— Prompt —
Rewrite the items from the line containing "task | place a point on the autumn-colored" through the end of the items, inclusive, keeping every line of wording and every sample coordinate unchanged. Multiply each answer point's x and y coordinates by 2.1 and round to whole numbers, with halves rounded up.

-- Start of Data records --

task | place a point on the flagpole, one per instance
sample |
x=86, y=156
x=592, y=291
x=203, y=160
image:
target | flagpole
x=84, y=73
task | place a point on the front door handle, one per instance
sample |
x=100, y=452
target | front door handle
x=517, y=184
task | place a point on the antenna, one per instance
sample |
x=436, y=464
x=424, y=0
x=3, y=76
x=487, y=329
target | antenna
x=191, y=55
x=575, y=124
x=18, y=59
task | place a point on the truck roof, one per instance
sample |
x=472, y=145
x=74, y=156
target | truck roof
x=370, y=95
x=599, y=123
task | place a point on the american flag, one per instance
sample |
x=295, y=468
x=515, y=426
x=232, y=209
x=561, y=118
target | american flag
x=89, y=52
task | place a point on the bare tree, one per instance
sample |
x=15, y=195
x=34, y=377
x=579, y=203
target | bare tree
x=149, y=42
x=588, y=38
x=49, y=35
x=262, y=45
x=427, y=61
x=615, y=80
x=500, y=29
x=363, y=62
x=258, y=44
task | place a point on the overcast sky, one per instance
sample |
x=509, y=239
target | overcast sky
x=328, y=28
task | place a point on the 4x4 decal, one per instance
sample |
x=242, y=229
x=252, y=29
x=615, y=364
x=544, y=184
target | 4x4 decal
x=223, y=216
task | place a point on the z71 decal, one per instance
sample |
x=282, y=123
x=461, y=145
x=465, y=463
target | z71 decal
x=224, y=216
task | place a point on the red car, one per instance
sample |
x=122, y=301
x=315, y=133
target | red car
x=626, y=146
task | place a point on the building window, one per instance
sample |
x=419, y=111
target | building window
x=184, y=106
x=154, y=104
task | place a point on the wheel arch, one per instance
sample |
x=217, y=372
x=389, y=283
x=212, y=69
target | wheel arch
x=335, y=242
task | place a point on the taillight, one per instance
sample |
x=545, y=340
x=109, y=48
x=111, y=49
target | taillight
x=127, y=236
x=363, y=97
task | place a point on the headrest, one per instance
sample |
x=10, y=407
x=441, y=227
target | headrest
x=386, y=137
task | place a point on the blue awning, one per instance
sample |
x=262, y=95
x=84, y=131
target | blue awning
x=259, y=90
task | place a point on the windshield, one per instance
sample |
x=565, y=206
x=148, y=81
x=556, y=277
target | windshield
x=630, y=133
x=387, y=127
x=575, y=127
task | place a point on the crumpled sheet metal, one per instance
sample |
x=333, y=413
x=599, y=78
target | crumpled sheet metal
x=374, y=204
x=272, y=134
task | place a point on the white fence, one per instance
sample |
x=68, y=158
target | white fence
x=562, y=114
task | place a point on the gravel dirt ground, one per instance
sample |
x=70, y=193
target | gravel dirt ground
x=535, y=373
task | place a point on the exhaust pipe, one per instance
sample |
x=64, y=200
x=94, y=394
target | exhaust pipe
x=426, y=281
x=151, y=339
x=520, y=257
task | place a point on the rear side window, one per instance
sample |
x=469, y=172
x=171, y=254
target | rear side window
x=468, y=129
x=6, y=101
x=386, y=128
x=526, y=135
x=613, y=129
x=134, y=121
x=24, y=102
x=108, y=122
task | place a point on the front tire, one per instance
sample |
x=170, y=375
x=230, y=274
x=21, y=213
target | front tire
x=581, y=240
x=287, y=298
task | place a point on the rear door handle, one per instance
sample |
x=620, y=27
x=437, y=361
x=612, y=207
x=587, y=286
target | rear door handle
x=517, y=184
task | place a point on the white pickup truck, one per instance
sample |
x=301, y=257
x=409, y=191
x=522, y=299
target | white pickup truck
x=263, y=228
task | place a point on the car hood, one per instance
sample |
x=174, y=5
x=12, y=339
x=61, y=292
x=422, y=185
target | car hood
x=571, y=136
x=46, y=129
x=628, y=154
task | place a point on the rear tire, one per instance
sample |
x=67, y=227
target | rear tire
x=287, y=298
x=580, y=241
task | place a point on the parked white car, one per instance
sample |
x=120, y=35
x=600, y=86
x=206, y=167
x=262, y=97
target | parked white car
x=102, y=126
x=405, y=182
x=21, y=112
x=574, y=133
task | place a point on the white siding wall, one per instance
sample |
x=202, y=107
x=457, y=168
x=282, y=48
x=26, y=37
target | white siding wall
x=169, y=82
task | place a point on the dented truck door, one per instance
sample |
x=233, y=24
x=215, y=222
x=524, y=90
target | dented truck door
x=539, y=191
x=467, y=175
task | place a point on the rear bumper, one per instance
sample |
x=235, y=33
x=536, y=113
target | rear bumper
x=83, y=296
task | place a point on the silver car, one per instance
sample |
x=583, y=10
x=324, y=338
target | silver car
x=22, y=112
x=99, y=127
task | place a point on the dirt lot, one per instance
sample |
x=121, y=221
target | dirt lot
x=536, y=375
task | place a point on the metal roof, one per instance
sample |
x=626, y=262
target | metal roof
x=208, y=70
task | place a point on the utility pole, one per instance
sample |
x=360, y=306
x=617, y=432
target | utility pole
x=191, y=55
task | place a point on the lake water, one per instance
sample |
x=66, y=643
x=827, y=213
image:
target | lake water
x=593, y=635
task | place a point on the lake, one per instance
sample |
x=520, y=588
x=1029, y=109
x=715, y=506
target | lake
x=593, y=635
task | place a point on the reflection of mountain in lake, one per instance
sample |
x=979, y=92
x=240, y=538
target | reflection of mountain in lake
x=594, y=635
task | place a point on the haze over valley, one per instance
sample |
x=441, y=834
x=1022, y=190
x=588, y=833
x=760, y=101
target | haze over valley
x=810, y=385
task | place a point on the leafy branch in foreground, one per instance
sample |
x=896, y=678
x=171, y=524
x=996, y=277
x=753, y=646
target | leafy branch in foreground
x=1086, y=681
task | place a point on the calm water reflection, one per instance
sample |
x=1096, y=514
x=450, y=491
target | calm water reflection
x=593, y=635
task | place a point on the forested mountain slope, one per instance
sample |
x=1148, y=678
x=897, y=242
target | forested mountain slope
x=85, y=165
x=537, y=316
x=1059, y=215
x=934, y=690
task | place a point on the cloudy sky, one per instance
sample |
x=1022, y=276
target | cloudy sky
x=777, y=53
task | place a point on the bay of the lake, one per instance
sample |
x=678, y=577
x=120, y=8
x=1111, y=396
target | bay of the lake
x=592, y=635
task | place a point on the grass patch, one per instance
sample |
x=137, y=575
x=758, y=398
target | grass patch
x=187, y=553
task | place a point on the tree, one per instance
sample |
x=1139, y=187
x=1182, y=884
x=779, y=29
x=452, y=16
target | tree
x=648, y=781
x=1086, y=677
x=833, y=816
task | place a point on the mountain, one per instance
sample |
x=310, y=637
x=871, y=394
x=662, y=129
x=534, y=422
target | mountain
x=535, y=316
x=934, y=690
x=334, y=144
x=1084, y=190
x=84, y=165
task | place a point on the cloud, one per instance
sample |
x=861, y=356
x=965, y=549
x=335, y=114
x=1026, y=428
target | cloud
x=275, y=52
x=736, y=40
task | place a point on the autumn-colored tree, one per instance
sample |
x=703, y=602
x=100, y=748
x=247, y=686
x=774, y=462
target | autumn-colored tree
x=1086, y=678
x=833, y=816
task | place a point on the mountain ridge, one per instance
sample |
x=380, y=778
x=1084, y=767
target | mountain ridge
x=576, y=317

-- End of Data records --

— Written answer —
task | place a point on the autumn-colored tree, one per instance
sample |
x=703, y=602
x=100, y=748
x=247, y=686
x=774, y=462
target | autumn-colored tree
x=2281, y=1424
x=1749, y=1714
task | place a point on the mountain ridge, one per instance
sample |
x=380, y=778
x=1084, y=767
target | mountain ridge
x=1210, y=666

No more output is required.